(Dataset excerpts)
= = = = =

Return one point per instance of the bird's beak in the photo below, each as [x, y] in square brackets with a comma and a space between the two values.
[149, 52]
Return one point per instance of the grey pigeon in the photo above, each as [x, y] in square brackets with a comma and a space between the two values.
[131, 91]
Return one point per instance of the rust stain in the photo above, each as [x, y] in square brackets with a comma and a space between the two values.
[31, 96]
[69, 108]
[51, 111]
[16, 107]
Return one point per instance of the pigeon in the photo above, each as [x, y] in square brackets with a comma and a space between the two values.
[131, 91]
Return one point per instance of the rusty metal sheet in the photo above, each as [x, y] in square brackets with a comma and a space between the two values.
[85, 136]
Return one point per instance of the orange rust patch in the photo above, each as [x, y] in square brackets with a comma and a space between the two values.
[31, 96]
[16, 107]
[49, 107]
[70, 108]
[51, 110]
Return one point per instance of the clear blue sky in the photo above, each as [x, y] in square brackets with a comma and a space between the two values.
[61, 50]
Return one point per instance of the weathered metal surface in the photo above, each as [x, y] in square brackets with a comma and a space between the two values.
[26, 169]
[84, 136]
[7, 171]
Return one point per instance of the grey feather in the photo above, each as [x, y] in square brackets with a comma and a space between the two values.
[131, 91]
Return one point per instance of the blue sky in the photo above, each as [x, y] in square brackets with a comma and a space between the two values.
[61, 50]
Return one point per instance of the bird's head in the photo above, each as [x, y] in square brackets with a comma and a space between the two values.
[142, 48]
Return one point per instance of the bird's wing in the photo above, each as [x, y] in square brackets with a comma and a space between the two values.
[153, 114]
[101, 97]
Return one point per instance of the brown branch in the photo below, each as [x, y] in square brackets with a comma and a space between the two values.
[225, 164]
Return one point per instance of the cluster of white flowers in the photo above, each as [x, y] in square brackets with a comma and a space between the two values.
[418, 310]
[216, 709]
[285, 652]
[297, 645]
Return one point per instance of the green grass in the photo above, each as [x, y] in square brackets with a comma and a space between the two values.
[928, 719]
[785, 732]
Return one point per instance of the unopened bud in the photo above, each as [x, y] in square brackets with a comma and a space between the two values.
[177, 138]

= = = = =

### [Exercise]
Your answer must consist solely of the lines from the one containing "Return one point per instance of the brown" through the last line of the entries, reproduced exactly.

### [Answer space]
Return one point per instance of the brown branch in the photo below, each as [x, y] in square brackets with a comma and a space between the two values.
[225, 164]
Return one point per instance of the cluster of white flowers in the photo above, each as [x, y] in square brackets with a comma and a space between the two values.
[418, 310]
[216, 709]
[285, 652]
[297, 645]
Return one point per instance of the green grass in the photo above, each as [x, y] in square brackets with a comma and a space between the two values.
[928, 719]
[785, 732]
Return one point per instance of the unopened bud in the photo above, each as [x, y] in square brackets with a comma and a space between the two values.
[177, 138]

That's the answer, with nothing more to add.